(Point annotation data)
########################################

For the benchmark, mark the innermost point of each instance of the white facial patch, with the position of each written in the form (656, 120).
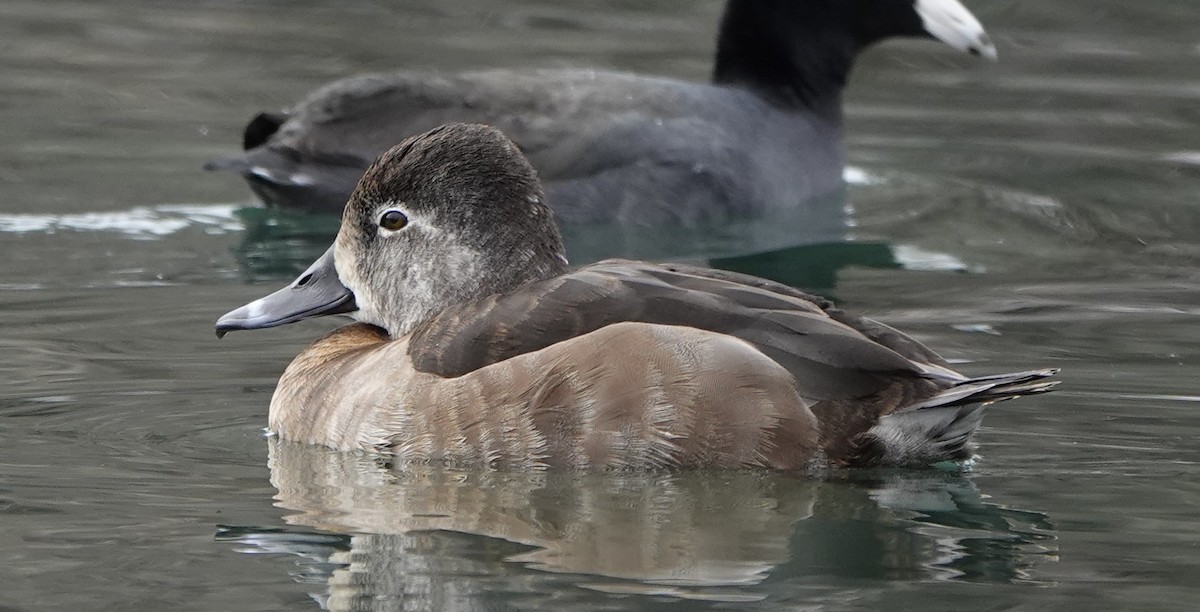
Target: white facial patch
(951, 22)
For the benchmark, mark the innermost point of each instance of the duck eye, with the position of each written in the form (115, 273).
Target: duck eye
(393, 220)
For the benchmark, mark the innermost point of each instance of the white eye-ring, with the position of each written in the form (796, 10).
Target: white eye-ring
(393, 220)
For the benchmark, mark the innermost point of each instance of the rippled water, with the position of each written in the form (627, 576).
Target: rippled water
(1039, 211)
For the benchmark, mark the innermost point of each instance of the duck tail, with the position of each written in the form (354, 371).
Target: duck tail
(940, 429)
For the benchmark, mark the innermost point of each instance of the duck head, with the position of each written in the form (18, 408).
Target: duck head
(799, 53)
(445, 217)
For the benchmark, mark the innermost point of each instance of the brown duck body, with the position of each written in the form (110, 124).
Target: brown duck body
(479, 347)
(630, 379)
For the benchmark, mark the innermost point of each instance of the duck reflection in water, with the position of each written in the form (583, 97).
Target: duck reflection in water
(429, 538)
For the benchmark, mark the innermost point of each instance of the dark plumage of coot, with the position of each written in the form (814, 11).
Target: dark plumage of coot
(615, 148)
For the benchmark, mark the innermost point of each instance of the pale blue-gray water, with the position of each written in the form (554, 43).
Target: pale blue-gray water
(1041, 211)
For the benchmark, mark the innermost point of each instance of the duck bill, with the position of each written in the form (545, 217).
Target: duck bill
(951, 22)
(315, 293)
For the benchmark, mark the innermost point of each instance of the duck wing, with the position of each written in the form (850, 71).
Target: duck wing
(610, 147)
(831, 359)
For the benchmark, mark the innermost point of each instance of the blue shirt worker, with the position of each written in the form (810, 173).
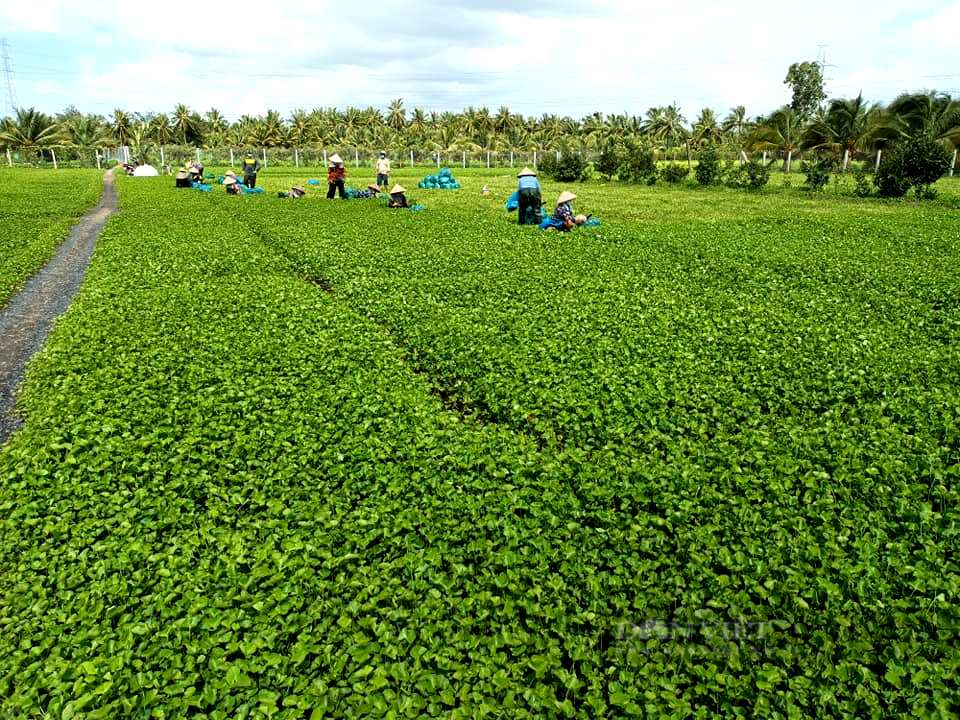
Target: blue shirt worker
(528, 194)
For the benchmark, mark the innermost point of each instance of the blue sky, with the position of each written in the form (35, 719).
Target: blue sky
(569, 57)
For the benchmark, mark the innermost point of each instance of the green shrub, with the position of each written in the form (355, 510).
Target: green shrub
(817, 172)
(638, 164)
(916, 163)
(610, 159)
(569, 168)
(861, 183)
(708, 166)
(758, 174)
(675, 173)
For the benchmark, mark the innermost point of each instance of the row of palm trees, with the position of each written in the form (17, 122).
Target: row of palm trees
(851, 126)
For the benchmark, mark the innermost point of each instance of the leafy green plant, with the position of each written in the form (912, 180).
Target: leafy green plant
(708, 166)
(674, 173)
(817, 172)
(569, 167)
(915, 163)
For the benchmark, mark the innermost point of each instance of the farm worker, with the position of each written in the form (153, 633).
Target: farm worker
(233, 187)
(563, 214)
(251, 166)
(528, 192)
(383, 169)
(371, 192)
(398, 197)
(336, 176)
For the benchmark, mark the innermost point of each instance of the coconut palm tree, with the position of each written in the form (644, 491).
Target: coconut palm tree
(707, 129)
(781, 132)
(86, 133)
(30, 131)
(850, 126)
(935, 113)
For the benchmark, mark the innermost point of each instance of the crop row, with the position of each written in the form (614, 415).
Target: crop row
(36, 210)
(270, 469)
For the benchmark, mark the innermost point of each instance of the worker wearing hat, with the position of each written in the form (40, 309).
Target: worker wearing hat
(383, 169)
(251, 166)
(398, 197)
(336, 178)
(563, 215)
(528, 195)
(231, 185)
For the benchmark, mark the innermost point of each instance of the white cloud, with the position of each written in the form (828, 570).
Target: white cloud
(564, 57)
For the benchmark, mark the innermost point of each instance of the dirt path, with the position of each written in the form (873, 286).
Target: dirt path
(27, 319)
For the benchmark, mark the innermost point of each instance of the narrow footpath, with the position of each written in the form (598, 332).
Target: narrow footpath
(26, 321)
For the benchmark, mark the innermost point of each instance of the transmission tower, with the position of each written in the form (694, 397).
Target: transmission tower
(8, 76)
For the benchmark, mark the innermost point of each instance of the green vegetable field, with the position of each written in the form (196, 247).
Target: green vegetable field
(36, 210)
(320, 459)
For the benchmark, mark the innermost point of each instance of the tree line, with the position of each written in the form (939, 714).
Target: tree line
(842, 125)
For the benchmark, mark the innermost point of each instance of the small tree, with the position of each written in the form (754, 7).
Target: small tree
(638, 164)
(915, 163)
(708, 166)
(806, 81)
(609, 160)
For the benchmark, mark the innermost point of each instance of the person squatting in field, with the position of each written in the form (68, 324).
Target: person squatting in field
(563, 218)
(383, 169)
(231, 185)
(251, 166)
(528, 196)
(336, 178)
(398, 197)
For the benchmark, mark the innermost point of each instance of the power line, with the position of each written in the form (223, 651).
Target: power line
(8, 76)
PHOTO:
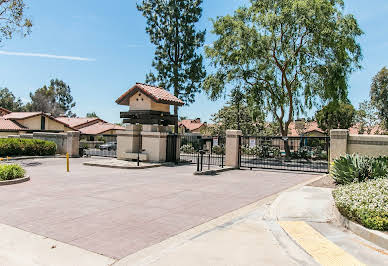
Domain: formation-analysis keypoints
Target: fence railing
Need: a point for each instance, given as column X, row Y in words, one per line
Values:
column 287, row 153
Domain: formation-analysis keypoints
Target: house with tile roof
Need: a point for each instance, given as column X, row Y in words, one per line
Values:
column 4, row 111
column 92, row 128
column 191, row 126
column 148, row 105
column 28, row 122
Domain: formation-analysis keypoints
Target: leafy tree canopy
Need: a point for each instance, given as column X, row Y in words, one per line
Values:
column 13, row 19
column 9, row 101
column 55, row 99
column 336, row 115
column 367, row 117
column 171, row 25
column 379, row 94
column 286, row 54
column 92, row 114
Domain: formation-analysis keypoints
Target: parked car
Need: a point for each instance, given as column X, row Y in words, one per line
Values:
column 110, row 146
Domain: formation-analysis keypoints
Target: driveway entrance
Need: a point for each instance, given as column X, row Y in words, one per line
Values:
column 117, row 212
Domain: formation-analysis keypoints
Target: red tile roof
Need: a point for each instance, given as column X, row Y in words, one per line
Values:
column 25, row 115
column 9, row 125
column 99, row 128
column 190, row 124
column 157, row 94
column 77, row 122
column 21, row 115
column 4, row 111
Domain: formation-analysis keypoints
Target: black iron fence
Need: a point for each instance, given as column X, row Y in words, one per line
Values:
column 205, row 150
column 105, row 147
column 310, row 154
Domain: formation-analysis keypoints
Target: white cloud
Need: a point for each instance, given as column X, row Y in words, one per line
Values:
column 74, row 58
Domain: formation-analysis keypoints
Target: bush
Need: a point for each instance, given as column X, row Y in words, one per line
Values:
column 26, row 147
column 11, row 171
column 365, row 203
column 358, row 168
column 187, row 148
column 218, row 150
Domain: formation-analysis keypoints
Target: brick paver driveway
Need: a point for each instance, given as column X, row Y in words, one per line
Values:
column 117, row 212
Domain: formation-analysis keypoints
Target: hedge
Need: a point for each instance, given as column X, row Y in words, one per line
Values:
column 11, row 171
column 365, row 203
column 26, row 147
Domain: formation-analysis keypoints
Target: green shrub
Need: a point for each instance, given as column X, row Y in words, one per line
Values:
column 187, row 148
column 11, row 171
column 358, row 168
column 26, row 147
column 365, row 203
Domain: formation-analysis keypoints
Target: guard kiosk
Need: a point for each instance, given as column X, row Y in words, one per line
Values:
column 149, row 121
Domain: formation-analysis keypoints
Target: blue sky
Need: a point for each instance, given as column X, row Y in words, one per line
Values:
column 106, row 50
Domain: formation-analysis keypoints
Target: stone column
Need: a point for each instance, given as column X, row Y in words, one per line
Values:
column 154, row 142
column 128, row 142
column 178, row 147
column 338, row 143
column 72, row 146
column 232, row 148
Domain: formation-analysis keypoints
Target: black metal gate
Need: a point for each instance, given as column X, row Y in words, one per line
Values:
column 309, row 154
column 171, row 147
column 206, row 150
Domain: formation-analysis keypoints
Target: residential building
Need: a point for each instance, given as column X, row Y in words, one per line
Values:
column 191, row 126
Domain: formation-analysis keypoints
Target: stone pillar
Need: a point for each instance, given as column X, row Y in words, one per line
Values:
column 232, row 148
column 178, row 147
column 128, row 141
column 338, row 143
column 154, row 142
column 72, row 145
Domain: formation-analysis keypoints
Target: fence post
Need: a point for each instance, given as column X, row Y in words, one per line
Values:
column 338, row 143
column 232, row 148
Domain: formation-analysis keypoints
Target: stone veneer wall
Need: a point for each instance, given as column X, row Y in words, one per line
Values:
column 342, row 143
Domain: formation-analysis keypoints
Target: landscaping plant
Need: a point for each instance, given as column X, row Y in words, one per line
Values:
column 365, row 203
column 11, row 171
column 358, row 168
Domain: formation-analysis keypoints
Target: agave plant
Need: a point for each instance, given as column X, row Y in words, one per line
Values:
column 358, row 168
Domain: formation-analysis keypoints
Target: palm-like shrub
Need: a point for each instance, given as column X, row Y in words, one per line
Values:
column 11, row 171
column 358, row 168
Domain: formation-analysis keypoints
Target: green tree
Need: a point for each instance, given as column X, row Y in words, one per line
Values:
column 336, row 115
column 9, row 101
column 379, row 94
column 13, row 19
column 171, row 25
column 287, row 54
column 367, row 117
column 55, row 99
column 91, row 115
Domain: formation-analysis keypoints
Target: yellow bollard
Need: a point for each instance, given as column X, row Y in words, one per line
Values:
column 67, row 161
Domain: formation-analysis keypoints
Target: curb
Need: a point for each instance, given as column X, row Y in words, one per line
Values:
column 374, row 236
column 33, row 157
column 214, row 172
column 15, row 181
column 123, row 167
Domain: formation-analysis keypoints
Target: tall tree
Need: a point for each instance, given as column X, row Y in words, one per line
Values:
column 336, row 115
column 13, row 19
column 367, row 117
column 171, row 25
column 9, row 101
column 55, row 99
column 379, row 94
column 288, row 54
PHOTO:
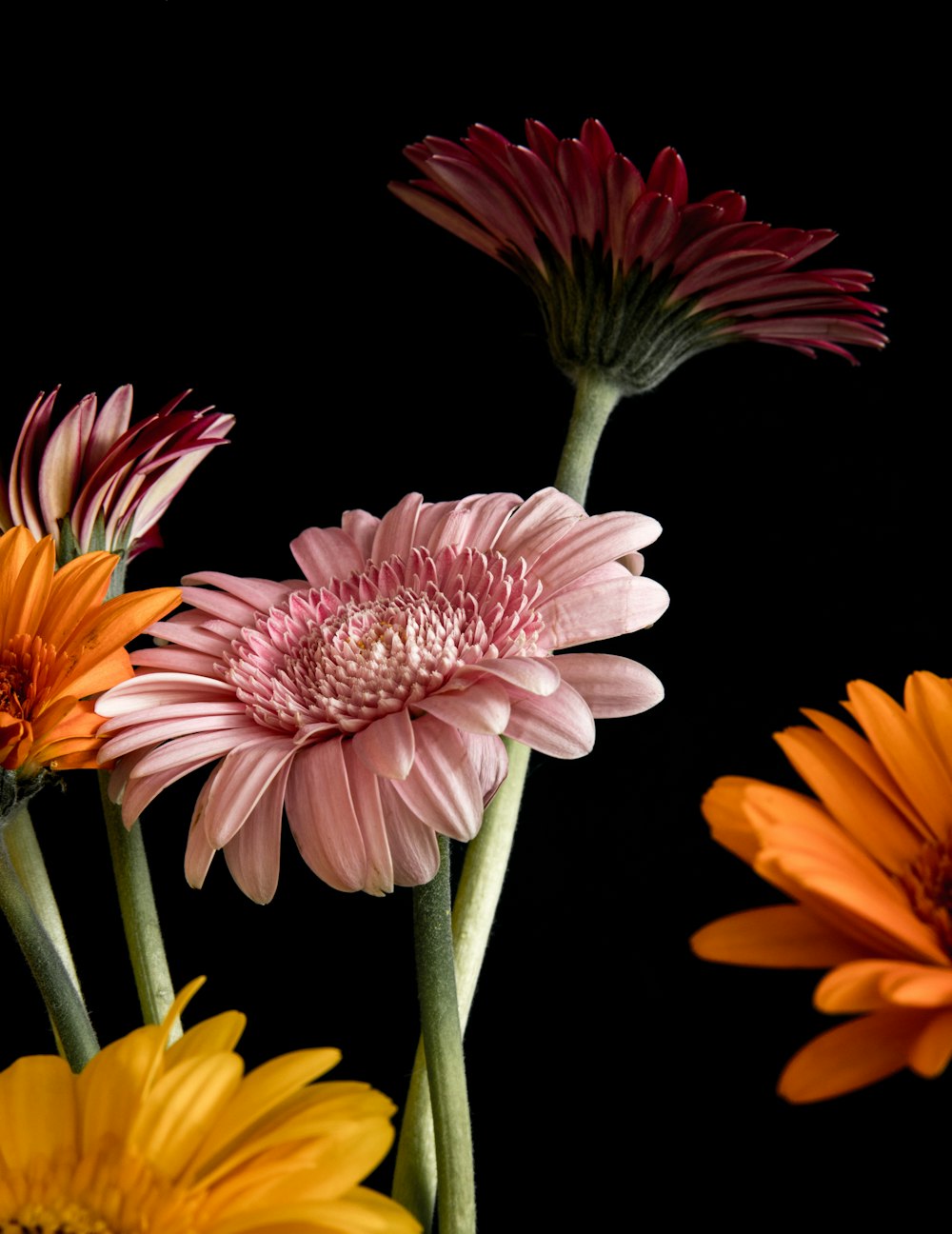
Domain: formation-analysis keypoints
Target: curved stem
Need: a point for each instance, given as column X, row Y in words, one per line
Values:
column 443, row 1045
column 69, row 1017
column 595, row 401
column 140, row 914
column 487, row 855
column 28, row 860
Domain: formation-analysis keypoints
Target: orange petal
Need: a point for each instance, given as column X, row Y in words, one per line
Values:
column 872, row 985
column 852, row 1055
column 15, row 547
column 910, row 760
column 78, row 587
column 929, row 704
column 785, row 937
column 851, row 797
column 932, row 1051
column 107, row 629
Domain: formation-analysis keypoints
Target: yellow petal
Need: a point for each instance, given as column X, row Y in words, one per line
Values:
column 37, row 1111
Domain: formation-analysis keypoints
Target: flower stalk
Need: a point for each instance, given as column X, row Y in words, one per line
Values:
column 477, row 896
column 596, row 397
column 30, row 866
column 443, row 1045
column 69, row 1017
column 140, row 914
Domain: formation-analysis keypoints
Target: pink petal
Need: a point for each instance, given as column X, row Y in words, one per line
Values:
column 199, row 853
column 475, row 522
column 533, row 674
column 537, row 525
column 162, row 688
column 368, row 809
column 560, row 726
column 610, row 685
column 326, row 553
column 321, row 815
column 260, row 594
column 362, row 528
column 239, row 784
column 413, row 846
column 604, row 609
column 254, row 854
column 483, row 707
column 589, row 543
column 396, row 533
column 197, row 720
column 442, row 790
column 111, row 424
column 489, row 762
column 387, row 746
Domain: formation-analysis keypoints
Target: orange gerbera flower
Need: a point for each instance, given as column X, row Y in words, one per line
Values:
column 59, row 643
column 871, row 867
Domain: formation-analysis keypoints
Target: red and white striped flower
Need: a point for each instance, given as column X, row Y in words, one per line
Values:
column 92, row 483
column 367, row 699
column 630, row 275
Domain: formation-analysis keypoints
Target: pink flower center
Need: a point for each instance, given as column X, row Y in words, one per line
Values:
column 345, row 655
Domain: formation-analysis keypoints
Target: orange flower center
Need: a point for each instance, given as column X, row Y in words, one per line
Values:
column 929, row 885
column 67, row 1218
column 28, row 667
column 12, row 687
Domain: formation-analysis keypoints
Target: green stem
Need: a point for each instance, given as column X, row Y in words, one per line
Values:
column 443, row 1043
column 595, row 400
column 414, row 1176
column 28, row 860
column 140, row 914
column 69, row 1017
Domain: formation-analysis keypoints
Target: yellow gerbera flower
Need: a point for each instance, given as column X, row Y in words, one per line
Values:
column 179, row 1142
column 59, row 643
column 871, row 867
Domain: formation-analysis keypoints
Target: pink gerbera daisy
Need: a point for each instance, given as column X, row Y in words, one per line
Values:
column 631, row 278
column 367, row 699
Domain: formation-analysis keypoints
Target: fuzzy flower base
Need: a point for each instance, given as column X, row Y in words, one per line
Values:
column 367, row 699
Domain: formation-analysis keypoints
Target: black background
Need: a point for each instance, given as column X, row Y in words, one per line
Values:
column 206, row 208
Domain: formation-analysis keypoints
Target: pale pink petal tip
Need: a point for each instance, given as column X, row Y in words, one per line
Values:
column 112, row 482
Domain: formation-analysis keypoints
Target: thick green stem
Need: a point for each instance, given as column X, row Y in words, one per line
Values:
column 414, row 1176
column 140, row 916
column 70, row 1021
column 595, row 401
column 28, row 859
column 443, row 1045
column 414, row 1179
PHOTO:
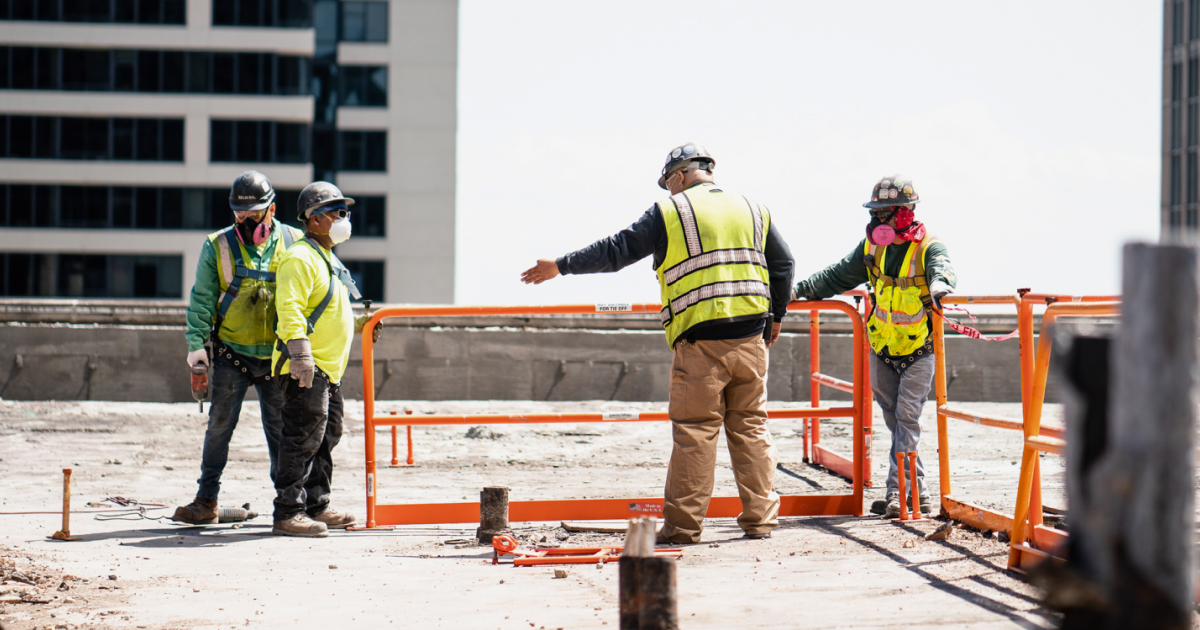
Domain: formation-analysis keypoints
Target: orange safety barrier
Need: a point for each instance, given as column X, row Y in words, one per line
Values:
column 1032, row 382
column 379, row 515
column 814, row 451
column 1032, row 541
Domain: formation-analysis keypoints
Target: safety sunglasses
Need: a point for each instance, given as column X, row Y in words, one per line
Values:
column 257, row 215
column 341, row 213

########################################

● STATED TASK
Pick out each line of the entries above that contains the string "tile", and copy every such line. Treat case as significant.

● ANSWER TO THE TASK
Target: house with tile roof
Target: red tile roof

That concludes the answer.